**WORK TO BE COMPLETED:**
Nothing should be left out: repeat all the data exactly.

**MATERIALS PROVIDED:**
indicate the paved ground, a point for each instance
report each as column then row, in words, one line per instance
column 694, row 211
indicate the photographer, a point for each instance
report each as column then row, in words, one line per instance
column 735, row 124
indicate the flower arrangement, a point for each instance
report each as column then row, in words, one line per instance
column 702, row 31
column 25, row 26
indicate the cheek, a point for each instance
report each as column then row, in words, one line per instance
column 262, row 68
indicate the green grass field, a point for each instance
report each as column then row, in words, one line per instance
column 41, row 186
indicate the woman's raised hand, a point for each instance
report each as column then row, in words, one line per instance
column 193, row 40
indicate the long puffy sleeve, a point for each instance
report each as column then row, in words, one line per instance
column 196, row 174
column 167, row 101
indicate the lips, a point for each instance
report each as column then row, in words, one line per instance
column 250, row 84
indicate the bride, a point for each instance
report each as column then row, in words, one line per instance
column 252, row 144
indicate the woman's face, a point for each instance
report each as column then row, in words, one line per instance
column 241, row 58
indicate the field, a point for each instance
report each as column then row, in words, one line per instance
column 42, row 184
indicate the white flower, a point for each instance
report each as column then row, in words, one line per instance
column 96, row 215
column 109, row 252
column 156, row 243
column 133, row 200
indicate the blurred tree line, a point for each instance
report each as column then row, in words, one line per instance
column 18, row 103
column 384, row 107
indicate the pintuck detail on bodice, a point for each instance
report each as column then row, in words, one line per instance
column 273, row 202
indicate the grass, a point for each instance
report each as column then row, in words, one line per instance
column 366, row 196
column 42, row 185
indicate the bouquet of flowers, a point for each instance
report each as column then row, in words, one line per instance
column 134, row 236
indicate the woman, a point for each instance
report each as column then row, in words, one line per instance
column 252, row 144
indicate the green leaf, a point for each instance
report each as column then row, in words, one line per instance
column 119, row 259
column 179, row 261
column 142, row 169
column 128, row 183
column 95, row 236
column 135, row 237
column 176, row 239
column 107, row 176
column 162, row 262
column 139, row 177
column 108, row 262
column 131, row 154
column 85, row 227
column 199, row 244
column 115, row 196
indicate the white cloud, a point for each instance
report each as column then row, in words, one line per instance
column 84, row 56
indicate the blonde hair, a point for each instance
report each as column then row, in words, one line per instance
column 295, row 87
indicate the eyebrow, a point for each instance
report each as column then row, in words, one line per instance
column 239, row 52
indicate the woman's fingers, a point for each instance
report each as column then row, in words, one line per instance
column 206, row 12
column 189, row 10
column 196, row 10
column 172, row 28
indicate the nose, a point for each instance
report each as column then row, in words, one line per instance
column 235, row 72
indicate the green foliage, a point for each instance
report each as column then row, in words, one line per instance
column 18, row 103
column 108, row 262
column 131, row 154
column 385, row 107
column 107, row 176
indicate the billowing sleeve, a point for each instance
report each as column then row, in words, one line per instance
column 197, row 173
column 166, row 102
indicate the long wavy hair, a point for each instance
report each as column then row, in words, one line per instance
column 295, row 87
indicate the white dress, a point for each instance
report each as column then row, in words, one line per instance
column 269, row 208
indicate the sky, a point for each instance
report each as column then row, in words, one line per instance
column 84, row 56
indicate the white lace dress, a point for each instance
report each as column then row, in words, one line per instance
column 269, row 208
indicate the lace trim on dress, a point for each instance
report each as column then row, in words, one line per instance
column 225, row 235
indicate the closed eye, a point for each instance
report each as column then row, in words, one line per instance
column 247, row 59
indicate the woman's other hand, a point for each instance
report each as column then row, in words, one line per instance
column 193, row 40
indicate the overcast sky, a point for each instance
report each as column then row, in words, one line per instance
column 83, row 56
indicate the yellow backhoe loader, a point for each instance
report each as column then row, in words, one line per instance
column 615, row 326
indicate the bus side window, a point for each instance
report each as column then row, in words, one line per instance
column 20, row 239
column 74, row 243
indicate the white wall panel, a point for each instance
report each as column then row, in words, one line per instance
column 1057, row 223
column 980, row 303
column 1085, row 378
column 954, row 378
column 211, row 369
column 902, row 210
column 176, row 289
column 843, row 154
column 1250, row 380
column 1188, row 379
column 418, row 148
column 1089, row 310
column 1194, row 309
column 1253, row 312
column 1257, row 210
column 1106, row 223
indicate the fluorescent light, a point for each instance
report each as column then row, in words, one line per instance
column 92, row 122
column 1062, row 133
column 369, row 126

**EXERCISE ANSWER:**
indicate the paved ground, a point for each instance
report each as column then row, in words, one line per instance
column 694, row 211
indicate the photographer, a point for each instance
report each as column then row, in words, one line per instance
column 735, row 124
indicate the flower arrangement, a point for each instance
report each as column then row, in words, one line per instance
column 702, row 31
column 25, row 26
indicate the cheek, a point for each instance
report each as column then row, in words, one line per instance
column 262, row 68
indicate the green grass field, a point for each instance
report each as column then row, in words, one line per instance
column 41, row 186
indicate the woman's raised hand, a point for each instance
report each as column then row, in words, one line per instance
column 193, row 40
indicate the long puffy sleeve, a point for each instance
report each as column then row, in words, one line per instance
column 196, row 174
column 167, row 101
indicate the lips, a point for each instance
report each as column then row, in words, one line per instance
column 250, row 84
indicate the bride, a point for each instance
report each as column then row, in words, one line per instance
column 252, row 144
indicate the woman's face, a point for each instance
report each as column then row, in words, one line per instance
column 241, row 58
indicate the field, a point for each instance
report each as column then row, in words, one line per instance
column 42, row 184
indicate the white flower, a point for each instance
report each as column then row, in words, one line per instance
column 96, row 215
column 109, row 252
column 156, row 243
column 133, row 200
indicate the blurred tree line, a point for each instance
report each as column then row, in words, one line per instance
column 18, row 103
column 384, row 107
indicate the pintuck detail on bodice, a point for each instance
report each as column then row, in words, one line per instance
column 273, row 202
indicate the grass, a point for each instance
report each as column then row, in words, one line per instance
column 366, row 196
column 42, row 185
indicate the bouquet of flowers, a point for each instance
report each as column then row, in words, one line per instance
column 134, row 236
indicate the woman, a point for each instance
report each as column then row, in words, one line per instance
column 252, row 144
indicate the green leaf, a point for each instance
report each as column then row, in words, one line per instance
column 119, row 259
column 179, row 261
column 142, row 169
column 128, row 183
column 95, row 236
column 135, row 237
column 176, row 239
column 107, row 176
column 162, row 262
column 139, row 177
column 108, row 262
column 131, row 154
column 85, row 227
column 199, row 244
column 115, row 196
indicate the white cloud, a point for each instance
report each as column then row, in words, one line per instance
column 84, row 56
indicate the blonde hair, a point for each instance
report each as column then row, in words, one line per instance
column 295, row 87
indicate the eyebrow, a point for each instance
report each as column then row, in words, one line per instance
column 239, row 52
indicate the woman's fingers, a point for each instance
report each as column then row, in words, one line per instance
column 206, row 12
column 189, row 10
column 196, row 10
column 172, row 28
indicate the nose, a point for each instance
report each as column then row, in words, one line per instance
column 235, row 72
indicate the green foliage, a point for each instance
report each as column then row, in words, one line per instance
column 18, row 103
column 108, row 262
column 131, row 154
column 385, row 107
column 107, row 176
indicate the billowing sleeve, a point for each instance
report each as column then row, in words, one line per instance
column 197, row 173
column 166, row 102
indicate the long wavy hair, a point for each instance
report each as column then row, in words, one line per instance
column 295, row 87
indicate the white dress, a point for each instance
report each as column then row, in words, one line per instance
column 269, row 208
indicate the sky, a point for each instance
report each as column then row, in words, one line per instance
column 84, row 56
indicate the white lace dress, a point for each instance
report each as column then row, in words, one line per instance
column 269, row 208
indicate the lace trim on dress, a point for each instance
report each as column then row, in words, one line per instance
column 225, row 235
indicate the closed eye, a point for each instance
report each as column then row, in words, one line per instance
column 247, row 59
indicate the woman's other hand, a point for each instance
report each as column then row, in words, one line per instance
column 193, row 40
indicate the overcast sky, a point for each instance
report each as column then row, in words, one line per instance
column 83, row 56
indicate the yellow backhoe loader, a point for each instance
report each as column then row, in words, one line per instance
column 615, row 326
indicate the bus side window, a point for each instance
report each as column then row, in words, one line per instance
column 20, row 239
column 74, row 243
indicate the white wall panel, a point for each instance
report each as column then row, in words, one line per instance
column 1057, row 223
column 980, row 303
column 1085, row 378
column 954, row 378
column 211, row 369
column 902, row 210
column 176, row 289
column 843, row 154
column 1250, row 380
column 1188, row 379
column 418, row 148
column 1089, row 310
column 1194, row 309
column 1253, row 312
column 1257, row 210
column 1106, row 223
indicate the fluorescent light, a point for each instance
report each as column then row, in words, one line per instance
column 92, row 122
column 1062, row 133
column 369, row 126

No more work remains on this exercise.